Begin DATA LISTING

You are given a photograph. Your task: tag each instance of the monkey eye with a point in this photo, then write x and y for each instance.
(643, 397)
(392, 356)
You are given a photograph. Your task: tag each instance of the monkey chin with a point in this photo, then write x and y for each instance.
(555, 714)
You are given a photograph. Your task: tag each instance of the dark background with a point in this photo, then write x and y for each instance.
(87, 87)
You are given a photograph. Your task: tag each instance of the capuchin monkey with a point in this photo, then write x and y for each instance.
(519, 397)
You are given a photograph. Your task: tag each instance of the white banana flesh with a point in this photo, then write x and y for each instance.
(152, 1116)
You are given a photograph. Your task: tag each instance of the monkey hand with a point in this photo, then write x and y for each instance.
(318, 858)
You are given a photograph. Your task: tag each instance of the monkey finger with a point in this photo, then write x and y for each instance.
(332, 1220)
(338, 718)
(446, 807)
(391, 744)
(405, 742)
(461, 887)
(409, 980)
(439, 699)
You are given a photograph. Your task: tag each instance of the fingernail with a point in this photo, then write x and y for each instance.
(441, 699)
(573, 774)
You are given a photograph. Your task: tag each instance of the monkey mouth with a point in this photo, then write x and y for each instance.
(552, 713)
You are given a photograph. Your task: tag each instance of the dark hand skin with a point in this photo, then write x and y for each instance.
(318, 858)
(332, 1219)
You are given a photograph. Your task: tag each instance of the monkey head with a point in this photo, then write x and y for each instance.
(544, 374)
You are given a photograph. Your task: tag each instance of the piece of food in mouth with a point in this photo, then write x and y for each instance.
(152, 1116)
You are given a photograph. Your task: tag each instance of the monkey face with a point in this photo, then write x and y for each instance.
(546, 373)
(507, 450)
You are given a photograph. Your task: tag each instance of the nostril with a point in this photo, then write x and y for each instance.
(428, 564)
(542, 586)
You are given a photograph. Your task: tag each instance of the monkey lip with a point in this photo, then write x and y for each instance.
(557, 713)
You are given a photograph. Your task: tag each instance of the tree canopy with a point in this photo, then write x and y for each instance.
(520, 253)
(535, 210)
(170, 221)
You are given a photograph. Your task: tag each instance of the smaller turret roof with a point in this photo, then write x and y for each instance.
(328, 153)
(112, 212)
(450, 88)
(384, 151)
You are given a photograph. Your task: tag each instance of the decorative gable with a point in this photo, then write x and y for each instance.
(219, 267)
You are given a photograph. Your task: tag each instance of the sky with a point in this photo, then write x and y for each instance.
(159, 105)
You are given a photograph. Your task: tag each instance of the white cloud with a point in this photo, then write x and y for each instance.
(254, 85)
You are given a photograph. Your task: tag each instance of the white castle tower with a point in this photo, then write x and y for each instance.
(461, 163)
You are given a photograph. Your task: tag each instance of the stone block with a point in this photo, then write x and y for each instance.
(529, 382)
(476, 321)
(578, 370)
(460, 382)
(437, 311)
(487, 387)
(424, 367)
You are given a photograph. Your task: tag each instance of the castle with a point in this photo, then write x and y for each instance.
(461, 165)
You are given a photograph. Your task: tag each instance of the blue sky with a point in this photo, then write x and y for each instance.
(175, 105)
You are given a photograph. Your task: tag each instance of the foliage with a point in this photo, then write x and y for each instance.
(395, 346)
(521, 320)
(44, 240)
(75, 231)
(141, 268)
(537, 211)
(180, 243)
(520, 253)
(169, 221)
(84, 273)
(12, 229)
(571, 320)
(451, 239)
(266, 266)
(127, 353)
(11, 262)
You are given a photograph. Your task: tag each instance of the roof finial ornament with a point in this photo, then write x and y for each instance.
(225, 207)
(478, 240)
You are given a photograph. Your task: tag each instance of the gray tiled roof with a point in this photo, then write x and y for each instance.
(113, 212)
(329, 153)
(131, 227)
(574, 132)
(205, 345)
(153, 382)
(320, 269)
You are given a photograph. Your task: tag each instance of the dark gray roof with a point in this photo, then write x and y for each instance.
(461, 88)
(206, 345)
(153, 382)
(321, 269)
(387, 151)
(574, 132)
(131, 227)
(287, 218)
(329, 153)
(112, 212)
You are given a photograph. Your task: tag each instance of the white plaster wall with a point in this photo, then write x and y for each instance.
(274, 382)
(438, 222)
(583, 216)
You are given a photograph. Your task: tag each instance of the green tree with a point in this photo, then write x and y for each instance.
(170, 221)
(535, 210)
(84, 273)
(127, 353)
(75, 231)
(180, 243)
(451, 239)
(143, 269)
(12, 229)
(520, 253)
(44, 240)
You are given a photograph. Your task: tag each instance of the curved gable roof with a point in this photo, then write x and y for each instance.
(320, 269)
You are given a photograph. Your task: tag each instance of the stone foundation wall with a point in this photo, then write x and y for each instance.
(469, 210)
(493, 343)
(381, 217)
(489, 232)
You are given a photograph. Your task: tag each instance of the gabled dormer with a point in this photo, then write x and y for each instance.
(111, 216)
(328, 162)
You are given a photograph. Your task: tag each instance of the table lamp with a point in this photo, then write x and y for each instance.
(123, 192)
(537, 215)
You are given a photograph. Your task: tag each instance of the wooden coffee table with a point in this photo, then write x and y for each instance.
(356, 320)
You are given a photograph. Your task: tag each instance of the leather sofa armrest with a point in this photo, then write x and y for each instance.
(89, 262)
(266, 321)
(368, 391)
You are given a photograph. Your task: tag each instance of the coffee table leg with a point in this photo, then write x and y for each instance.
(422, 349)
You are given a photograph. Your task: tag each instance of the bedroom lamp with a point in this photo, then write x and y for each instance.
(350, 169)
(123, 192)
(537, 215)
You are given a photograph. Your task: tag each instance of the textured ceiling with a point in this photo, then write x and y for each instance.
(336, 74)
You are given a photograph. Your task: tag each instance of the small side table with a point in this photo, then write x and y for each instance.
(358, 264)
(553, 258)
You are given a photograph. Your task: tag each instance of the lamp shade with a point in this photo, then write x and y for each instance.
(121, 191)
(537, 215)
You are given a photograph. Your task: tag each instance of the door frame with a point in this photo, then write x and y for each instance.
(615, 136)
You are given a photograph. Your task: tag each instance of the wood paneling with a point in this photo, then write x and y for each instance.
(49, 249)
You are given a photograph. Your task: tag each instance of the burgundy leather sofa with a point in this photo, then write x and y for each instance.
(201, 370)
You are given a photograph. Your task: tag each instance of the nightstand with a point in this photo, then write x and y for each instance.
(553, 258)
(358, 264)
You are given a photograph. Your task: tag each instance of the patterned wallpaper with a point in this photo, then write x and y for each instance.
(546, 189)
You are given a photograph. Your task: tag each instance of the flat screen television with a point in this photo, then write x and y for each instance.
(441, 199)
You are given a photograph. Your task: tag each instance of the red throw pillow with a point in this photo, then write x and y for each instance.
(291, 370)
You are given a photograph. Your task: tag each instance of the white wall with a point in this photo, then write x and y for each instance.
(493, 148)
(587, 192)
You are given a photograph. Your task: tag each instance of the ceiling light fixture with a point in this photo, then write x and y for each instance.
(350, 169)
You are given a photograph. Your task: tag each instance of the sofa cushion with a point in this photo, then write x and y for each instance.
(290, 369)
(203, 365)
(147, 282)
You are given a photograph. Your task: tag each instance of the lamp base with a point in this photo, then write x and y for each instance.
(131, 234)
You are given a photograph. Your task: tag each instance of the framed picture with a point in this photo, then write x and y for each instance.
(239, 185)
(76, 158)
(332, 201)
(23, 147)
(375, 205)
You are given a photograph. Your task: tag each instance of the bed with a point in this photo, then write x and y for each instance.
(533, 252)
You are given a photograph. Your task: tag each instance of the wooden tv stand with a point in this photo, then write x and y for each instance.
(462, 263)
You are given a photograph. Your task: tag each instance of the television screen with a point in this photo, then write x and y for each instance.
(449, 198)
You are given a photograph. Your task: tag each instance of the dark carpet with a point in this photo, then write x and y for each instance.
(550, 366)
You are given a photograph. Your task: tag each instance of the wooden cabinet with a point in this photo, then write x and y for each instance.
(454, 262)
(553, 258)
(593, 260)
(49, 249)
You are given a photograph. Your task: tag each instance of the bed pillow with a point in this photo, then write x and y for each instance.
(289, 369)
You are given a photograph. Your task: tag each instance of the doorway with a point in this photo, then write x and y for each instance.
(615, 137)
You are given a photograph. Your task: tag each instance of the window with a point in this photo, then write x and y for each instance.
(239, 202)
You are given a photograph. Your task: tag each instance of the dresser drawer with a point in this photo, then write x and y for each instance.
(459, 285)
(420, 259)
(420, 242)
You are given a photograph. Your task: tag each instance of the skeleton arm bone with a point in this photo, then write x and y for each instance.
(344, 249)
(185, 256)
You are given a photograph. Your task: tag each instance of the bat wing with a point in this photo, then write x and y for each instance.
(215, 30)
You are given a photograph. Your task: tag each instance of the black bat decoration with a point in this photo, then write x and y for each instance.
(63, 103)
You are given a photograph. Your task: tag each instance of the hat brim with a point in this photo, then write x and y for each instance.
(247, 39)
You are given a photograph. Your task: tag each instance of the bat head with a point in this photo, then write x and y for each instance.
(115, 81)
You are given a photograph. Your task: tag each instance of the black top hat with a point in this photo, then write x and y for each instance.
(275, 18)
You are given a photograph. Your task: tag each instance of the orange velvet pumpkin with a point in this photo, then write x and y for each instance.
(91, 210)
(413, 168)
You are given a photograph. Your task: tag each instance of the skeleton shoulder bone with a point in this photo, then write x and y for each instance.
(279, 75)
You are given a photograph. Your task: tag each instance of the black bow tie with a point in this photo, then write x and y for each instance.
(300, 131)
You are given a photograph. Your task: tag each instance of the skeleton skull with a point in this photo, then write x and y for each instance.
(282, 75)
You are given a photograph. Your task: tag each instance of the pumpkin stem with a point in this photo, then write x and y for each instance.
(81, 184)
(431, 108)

End DATA LISTING

**WRITTEN INSTRUCTION**
Starting from the line with "the black bat" and ending with the final line of the data, quote every line exactly, both ends included.

**ANSWER TO THE PROBLEM**
You are given a photograph. Your task: tag each instance of the black bat decoration with a point in this photo, then write x and y for each instance.
(63, 103)
You are given a photograph. Your task: tag each instance of the hat brim with a point in this photo, then write x and y for each instance.
(247, 39)
You are given a photograph. Your task: tag each instance of the bat head with a point in this photo, then write x and y for each instance.
(115, 81)
You are given a photograph. Your task: tag each instance of the black top hat with a point in this photo, then write x and y for each instance.
(275, 18)
You are given a photograph. Your task: tag each instance of the orange velvet pumpkin with a point in this photo, then write x and y for each instance.
(91, 210)
(413, 168)
You are given a photograph. Your task: tag each instance of the skeleton shoulder bone with a point in this photo, then write x and y for each instance.
(279, 75)
You are given a photograph. Your task: tag each instance of the black bow tie with a point in this photo, then write x and y for each instance.
(300, 131)
You are given a photograph. Your task: tag each instance of the skeleton skull with a point in this photo, then write x and y for each instance.
(282, 75)
You are given a photograph. Your task: tag each instance of the pumpkin stem with a point in this photo, then write x and y for each instance.
(81, 184)
(431, 108)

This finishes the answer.